**TASK TO COMPLETE**
Repeat the material verbatim. Images are excluded from the copy.

begin

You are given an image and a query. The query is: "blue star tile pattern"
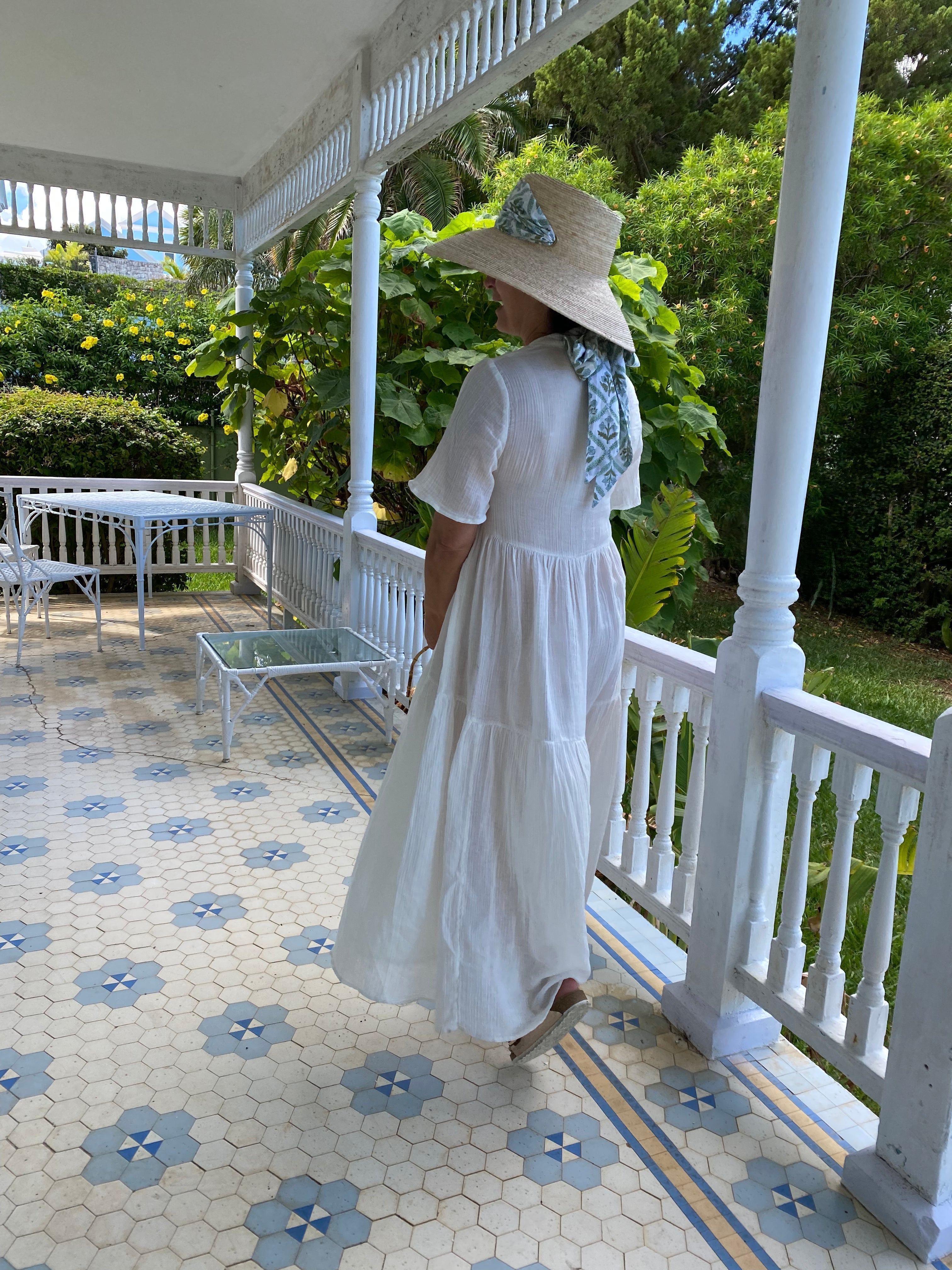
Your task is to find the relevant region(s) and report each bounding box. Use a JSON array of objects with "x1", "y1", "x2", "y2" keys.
[
  {"x1": 60, "y1": 706, "x2": 105, "y2": 723},
  {"x1": 122, "y1": 719, "x2": 171, "y2": 737},
  {"x1": 0, "y1": 922, "x2": 49, "y2": 965},
  {"x1": 507, "y1": 1109, "x2": 618, "y2": 1190},
  {"x1": 72, "y1": 956, "x2": 165, "y2": 1010},
  {"x1": 298, "y1": 803, "x2": 357, "y2": 824},
  {"x1": 134, "y1": 763, "x2": 188, "y2": 785},
  {"x1": 645, "y1": 1067, "x2": 750, "y2": 1137},
  {"x1": 170, "y1": 890, "x2": 247, "y2": 931},
  {"x1": 585, "y1": 996, "x2": 672, "y2": 1049},
  {"x1": 280, "y1": 926, "x2": 338, "y2": 966},
  {"x1": 192, "y1": 737, "x2": 241, "y2": 751},
  {"x1": 66, "y1": 794, "x2": 126, "y2": 821},
  {"x1": 241, "y1": 842, "x2": 307, "y2": 871},
  {"x1": 0, "y1": 1049, "x2": 53, "y2": 1115},
  {"x1": 62, "y1": 746, "x2": 116, "y2": 763},
  {"x1": 0, "y1": 837, "x2": 49, "y2": 863},
  {"x1": 340, "y1": 1049, "x2": 443, "y2": 1120},
  {"x1": 0, "y1": 776, "x2": 46, "y2": 798},
  {"x1": 82, "y1": 1106, "x2": 199, "y2": 1191},
  {"x1": 198, "y1": 1001, "x2": 294, "y2": 1058},
  {"x1": 245, "y1": 1177, "x2": 371, "y2": 1270},
  {"x1": 212, "y1": 781, "x2": 272, "y2": 803},
  {"x1": 149, "y1": 815, "x2": 212, "y2": 842},
  {"x1": 732, "y1": 1157, "x2": 857, "y2": 1248},
  {"x1": 70, "y1": 860, "x2": 142, "y2": 895},
  {"x1": 264, "y1": 749, "x2": 317, "y2": 768}
]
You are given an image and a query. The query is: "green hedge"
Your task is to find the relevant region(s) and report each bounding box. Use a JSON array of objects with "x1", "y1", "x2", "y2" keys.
[
  {"x1": 0, "y1": 389, "x2": 203, "y2": 479},
  {"x1": 798, "y1": 340, "x2": 952, "y2": 644}
]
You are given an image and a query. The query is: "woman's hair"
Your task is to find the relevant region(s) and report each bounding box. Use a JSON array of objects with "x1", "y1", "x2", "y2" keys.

end

**WRITTEN ANSWER**
You are given an image and a query. The query is: "blue star tile pattern"
Your task is to find the relevant region(s) and report each bounding box. Use a JSON array of objects with "x1", "y1", "x2", "y2" keys.
[
  {"x1": 60, "y1": 706, "x2": 105, "y2": 723},
  {"x1": 122, "y1": 719, "x2": 171, "y2": 737},
  {"x1": 0, "y1": 922, "x2": 49, "y2": 965},
  {"x1": 507, "y1": 1109, "x2": 618, "y2": 1190},
  {"x1": 72, "y1": 956, "x2": 165, "y2": 1010},
  {"x1": 298, "y1": 803, "x2": 357, "y2": 824},
  {"x1": 134, "y1": 763, "x2": 188, "y2": 785},
  {"x1": 645, "y1": 1067, "x2": 750, "y2": 1137},
  {"x1": 170, "y1": 890, "x2": 247, "y2": 931},
  {"x1": 585, "y1": 996, "x2": 672, "y2": 1049},
  {"x1": 280, "y1": 926, "x2": 338, "y2": 966},
  {"x1": 192, "y1": 737, "x2": 241, "y2": 751},
  {"x1": 66, "y1": 794, "x2": 126, "y2": 821},
  {"x1": 241, "y1": 842, "x2": 307, "y2": 871},
  {"x1": 0, "y1": 1049, "x2": 53, "y2": 1115},
  {"x1": 62, "y1": 746, "x2": 116, "y2": 763},
  {"x1": 0, "y1": 837, "x2": 49, "y2": 863},
  {"x1": 340, "y1": 1049, "x2": 443, "y2": 1120},
  {"x1": 0, "y1": 776, "x2": 46, "y2": 798},
  {"x1": 82, "y1": 1106, "x2": 199, "y2": 1191},
  {"x1": 198, "y1": 1001, "x2": 294, "y2": 1058},
  {"x1": 245, "y1": 1177, "x2": 371, "y2": 1270},
  {"x1": 212, "y1": 781, "x2": 272, "y2": 803},
  {"x1": 149, "y1": 815, "x2": 212, "y2": 842},
  {"x1": 732, "y1": 1157, "x2": 857, "y2": 1248},
  {"x1": 70, "y1": 860, "x2": 142, "y2": 895},
  {"x1": 264, "y1": 749, "x2": 317, "y2": 768}
]
You are given an image and a query. The query is: "green hedge"
Your task is to find the relevant region(s) and report each bounding box. Use a JSON array of objects with "x1", "y1", "x2", "y2" keys.
[
  {"x1": 0, "y1": 389, "x2": 203, "y2": 479},
  {"x1": 798, "y1": 340, "x2": 952, "y2": 644}
]
You are given an image and a query. The query is: "woman's hair"
Your task is to find the relevant region(s) and report each bounding box. Use a JSON array of objects with "x1", "y1", "x2", "y2" keys.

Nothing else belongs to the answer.